- RECORD EXTRACTS
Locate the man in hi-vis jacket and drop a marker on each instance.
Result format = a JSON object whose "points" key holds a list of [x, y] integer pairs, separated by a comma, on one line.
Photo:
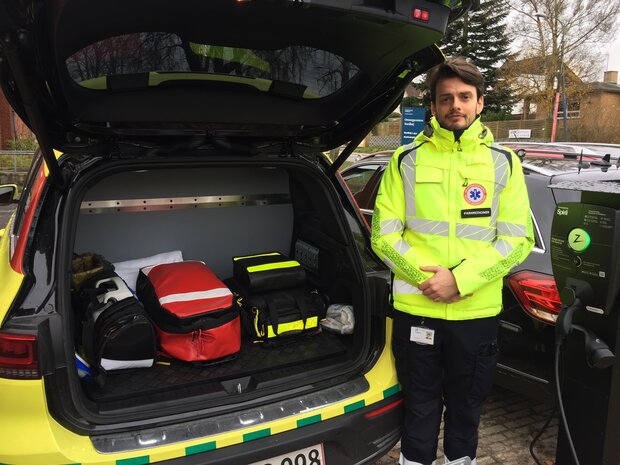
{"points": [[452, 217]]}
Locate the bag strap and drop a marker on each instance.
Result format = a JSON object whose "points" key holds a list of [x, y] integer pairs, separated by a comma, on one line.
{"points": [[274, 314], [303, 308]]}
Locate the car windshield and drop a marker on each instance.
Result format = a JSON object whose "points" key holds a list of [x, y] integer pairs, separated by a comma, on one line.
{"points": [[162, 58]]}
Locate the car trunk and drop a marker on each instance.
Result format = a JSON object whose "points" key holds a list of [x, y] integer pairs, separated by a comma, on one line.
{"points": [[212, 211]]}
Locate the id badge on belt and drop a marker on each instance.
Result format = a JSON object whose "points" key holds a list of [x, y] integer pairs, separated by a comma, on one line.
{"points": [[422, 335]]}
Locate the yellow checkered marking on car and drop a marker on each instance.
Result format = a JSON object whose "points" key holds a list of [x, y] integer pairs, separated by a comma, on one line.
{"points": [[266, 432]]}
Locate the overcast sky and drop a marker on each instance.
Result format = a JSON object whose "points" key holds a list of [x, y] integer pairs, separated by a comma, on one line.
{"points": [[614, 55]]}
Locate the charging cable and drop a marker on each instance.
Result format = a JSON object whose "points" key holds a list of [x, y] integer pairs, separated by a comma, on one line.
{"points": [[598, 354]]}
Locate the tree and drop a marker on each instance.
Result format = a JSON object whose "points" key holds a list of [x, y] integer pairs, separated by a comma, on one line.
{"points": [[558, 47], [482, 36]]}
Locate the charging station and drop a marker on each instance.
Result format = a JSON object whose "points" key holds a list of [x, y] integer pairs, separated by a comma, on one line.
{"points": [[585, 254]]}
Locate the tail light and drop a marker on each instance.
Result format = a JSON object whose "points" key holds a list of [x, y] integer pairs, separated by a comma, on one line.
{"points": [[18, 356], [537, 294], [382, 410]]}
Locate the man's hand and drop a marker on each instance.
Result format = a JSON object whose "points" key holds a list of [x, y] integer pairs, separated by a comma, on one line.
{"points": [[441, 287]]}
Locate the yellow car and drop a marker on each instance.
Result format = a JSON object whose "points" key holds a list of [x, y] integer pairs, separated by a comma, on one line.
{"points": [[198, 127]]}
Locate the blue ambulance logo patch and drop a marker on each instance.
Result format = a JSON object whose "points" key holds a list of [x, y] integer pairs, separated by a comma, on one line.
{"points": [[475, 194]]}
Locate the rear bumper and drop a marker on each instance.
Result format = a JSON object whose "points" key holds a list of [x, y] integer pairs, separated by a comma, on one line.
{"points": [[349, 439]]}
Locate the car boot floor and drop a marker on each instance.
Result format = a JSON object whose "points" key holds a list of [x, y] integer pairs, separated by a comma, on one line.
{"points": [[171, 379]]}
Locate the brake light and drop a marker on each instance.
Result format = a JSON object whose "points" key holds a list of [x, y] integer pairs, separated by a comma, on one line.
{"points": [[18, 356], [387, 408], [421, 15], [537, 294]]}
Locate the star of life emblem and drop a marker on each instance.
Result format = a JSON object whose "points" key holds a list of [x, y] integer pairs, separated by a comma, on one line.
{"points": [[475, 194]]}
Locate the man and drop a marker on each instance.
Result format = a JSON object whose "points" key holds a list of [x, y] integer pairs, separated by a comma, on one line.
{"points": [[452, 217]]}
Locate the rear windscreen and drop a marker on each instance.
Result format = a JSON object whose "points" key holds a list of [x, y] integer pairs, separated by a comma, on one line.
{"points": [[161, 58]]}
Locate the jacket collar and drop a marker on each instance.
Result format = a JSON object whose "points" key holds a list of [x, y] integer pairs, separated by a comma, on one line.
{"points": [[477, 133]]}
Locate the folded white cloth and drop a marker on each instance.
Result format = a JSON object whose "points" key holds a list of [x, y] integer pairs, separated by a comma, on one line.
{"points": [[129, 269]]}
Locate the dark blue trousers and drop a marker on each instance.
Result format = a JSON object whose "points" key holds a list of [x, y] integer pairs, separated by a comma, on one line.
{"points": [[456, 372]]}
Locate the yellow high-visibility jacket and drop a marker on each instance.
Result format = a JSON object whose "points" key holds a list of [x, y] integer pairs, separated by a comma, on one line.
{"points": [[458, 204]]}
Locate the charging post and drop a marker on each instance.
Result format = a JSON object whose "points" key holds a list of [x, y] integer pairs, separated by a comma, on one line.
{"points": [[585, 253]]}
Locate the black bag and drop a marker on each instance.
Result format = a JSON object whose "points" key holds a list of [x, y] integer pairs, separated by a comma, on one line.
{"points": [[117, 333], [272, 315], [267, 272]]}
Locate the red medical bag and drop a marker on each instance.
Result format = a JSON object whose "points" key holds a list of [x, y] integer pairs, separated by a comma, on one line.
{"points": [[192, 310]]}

- WRITTEN EXERCISE
Copy out, word for word, every line from the one containing "Locate the red" down to the end of the rows above, including both ends.

- RESPONSE TO THE EXERCISE
Locate the red medical bag and drop a marker on each instance.
Result format = a JSON object whose "points" key holds a list of [x, y] integer pairs, separated by a comma, on one line.
{"points": [[192, 310]]}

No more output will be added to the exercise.